Top of TEXT BLOCK

As a parent, there are legal and medical things to think about when your child turns 18 that are commonly overlooked. And advisors can add value by helping clients prepare for their child’s transition to adulthood.
“There are dramatic implications when a child moves from being a minor to being an adult," says Henry P. Johnson, president and CEO of Fiduciary Trust Company International in New York City, the private wealth management arm of Franklin Templeton. "As an advisor, there is a checklist you should go through with your client who is in this situation.
"I started thinking about this more seriously this year because my son is going away to college in the fall and he will not have the support system he has here. But the real issue is he is turning 18, and in the eyes of the law he is an adult."
Without the proper planning, Johnson says he would not have the authority to act on behalf of his son if something happened to him while he is away at school. The same is true for all parents of adult children.
Several documents need to be in place: a durable or temporary power of attorney, a health care proxy, a HIPPA release form, a financial will and a living will. Without these, the law of unintended consequences could take over, Johnson says.
For instance, if your adult child has a bill that needs to be paid quickly or a lease has to be signed, the parent can do it if a power of attorney has been executed. Time limits can be put on power of attorney, or exceptions can be included in the document if the parent or child wants.

Bottom of TEXT BLOCK
Top of INPUT DATA

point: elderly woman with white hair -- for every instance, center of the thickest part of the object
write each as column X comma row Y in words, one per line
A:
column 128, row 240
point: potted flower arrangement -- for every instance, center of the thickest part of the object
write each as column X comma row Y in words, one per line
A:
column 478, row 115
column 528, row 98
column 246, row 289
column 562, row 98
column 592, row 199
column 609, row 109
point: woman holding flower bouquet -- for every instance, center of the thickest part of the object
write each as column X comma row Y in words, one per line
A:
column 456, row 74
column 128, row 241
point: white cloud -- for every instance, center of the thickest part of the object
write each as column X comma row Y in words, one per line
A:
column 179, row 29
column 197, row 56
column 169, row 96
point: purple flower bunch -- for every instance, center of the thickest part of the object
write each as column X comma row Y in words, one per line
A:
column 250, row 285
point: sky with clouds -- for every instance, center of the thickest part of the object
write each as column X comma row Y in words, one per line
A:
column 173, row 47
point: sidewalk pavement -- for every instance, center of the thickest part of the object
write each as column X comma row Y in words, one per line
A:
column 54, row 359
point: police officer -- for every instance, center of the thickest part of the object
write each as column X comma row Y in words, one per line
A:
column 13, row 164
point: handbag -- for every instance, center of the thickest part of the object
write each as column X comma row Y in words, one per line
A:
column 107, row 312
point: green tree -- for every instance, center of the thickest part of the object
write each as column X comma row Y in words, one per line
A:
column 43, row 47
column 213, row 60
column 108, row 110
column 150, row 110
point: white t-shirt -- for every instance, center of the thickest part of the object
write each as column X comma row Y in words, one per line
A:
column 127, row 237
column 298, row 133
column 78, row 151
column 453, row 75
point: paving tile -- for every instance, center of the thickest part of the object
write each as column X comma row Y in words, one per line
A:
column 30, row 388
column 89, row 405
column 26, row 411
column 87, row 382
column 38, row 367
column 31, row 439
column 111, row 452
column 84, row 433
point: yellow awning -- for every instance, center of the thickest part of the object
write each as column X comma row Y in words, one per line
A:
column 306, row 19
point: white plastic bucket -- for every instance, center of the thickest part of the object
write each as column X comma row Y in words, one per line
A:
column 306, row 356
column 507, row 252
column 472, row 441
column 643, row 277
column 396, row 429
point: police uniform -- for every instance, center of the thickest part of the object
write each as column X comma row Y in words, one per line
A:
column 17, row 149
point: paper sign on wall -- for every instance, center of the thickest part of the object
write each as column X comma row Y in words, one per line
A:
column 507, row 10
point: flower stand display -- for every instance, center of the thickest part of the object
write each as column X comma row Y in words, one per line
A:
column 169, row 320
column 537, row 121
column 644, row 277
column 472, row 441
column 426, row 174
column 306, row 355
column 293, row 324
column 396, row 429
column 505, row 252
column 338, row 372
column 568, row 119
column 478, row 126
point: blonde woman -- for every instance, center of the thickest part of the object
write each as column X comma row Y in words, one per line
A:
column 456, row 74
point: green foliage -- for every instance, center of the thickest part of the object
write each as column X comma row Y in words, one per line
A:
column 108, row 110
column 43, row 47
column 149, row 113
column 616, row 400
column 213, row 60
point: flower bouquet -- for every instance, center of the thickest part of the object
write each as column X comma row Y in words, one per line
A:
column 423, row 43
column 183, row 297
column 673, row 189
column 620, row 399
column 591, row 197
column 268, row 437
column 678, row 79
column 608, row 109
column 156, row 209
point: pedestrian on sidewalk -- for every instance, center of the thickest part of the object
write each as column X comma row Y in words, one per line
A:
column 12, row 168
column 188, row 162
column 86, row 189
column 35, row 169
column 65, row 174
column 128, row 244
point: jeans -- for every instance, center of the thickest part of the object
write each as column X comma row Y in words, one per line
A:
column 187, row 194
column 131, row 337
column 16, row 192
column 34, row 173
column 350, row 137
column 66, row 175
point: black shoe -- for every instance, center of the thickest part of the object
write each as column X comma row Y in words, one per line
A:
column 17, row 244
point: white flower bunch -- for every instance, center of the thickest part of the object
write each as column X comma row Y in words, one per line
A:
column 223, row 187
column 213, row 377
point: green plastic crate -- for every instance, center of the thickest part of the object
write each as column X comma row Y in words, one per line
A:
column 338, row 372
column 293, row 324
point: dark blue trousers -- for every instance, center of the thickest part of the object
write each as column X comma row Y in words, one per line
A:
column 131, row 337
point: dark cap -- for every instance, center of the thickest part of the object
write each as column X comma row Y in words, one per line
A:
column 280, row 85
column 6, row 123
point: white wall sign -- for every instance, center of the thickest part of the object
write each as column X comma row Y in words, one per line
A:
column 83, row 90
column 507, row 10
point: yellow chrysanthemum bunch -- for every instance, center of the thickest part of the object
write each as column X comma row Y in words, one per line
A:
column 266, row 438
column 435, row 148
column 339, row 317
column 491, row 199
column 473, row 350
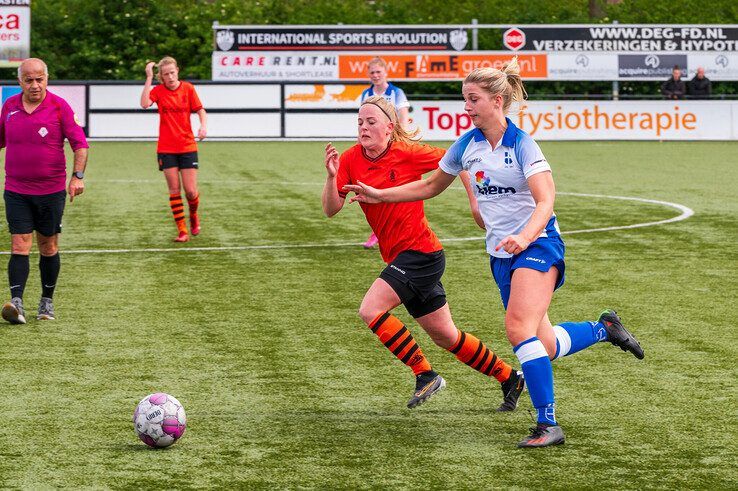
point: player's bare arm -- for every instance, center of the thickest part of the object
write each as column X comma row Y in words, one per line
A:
column 77, row 185
column 145, row 101
column 332, row 201
column 414, row 191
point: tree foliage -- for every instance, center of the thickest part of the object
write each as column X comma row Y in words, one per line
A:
column 113, row 39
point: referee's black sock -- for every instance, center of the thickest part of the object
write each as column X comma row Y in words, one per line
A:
column 18, row 268
column 49, row 266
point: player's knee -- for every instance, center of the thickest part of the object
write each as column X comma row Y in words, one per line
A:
column 445, row 340
column 21, row 244
column 516, row 329
column 368, row 314
column 48, row 249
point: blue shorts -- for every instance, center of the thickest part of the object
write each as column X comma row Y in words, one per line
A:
column 541, row 255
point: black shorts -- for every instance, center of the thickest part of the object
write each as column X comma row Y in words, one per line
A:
column 416, row 278
column 29, row 212
column 177, row 160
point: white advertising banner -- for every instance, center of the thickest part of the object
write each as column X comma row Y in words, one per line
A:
column 269, row 66
column 323, row 96
column 15, row 32
column 594, row 120
column 583, row 66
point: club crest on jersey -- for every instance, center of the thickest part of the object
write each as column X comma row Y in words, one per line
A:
column 485, row 188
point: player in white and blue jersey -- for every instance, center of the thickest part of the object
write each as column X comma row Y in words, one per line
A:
column 377, row 68
column 393, row 94
column 515, row 193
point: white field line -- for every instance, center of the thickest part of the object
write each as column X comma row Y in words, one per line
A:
column 685, row 213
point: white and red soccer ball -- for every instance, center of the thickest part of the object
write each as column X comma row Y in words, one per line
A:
column 159, row 420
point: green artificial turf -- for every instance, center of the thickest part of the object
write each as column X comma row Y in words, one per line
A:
column 285, row 388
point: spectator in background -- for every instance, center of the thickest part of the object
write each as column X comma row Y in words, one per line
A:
column 700, row 86
column 394, row 95
column 674, row 88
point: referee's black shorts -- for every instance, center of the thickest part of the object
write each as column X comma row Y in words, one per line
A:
column 29, row 212
column 416, row 278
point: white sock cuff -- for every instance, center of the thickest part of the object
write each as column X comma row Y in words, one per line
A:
column 564, row 341
column 531, row 351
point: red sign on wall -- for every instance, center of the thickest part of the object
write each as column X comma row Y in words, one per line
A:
column 513, row 39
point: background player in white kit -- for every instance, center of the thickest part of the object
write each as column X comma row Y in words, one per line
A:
column 394, row 95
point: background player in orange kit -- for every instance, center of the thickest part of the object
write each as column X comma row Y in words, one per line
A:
column 387, row 156
column 177, row 149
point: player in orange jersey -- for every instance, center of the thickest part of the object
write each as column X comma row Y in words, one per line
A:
column 177, row 149
column 386, row 156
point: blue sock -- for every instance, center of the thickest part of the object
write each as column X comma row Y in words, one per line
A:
column 572, row 337
column 539, row 377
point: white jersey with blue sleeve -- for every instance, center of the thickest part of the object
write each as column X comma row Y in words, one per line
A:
column 499, row 177
column 394, row 95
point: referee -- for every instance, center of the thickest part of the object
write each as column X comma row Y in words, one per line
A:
column 33, row 126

Bottom of INPUT DATA

• **TASK PROMPT**:
Reproduce the full article on legal preparations for a child turning 18 word for word.

• **WRITTEN RESPONSE**:
As a parent, there are legal and medical things to think about when your child turns 18 that are commonly overlooked. And advisors can add value by helping clients prepare for their child’s transition to adulthood.
“There are dramatic implications when a child moves from being a minor to being an adult," says Henry P. Johnson, president and CEO of Fiduciary Trust Company International in New York City, the private wealth management arm of Franklin Templeton. "As an advisor, there is a checklist you should go through with your client who is in this situation.
"I started thinking about this more seriously this year because my son is going away to college in the fall and he will not have the support system he has here. But the real issue is he is turning 18, and in the eyes of the law he is an adult."
Without the proper planning, Johnson says he would not have the authority to act on behalf of his son if something happened to him while he is away at school. The same is true for all parents of adult children.
Several documents need to be in place: a durable or temporary power of attorney, a health care proxy, a HIPPA release form, a financial will and a living will. Without these, the law of unintended consequences could take over, Johnson says.
For instance, if your adult child has a bill that needs to be paid quickly or a lease has to be signed, the parent can do it if a power of attorney has been executed. Time limits can be put on power of attorney, or exceptions can be included in the document if the parent or child wants.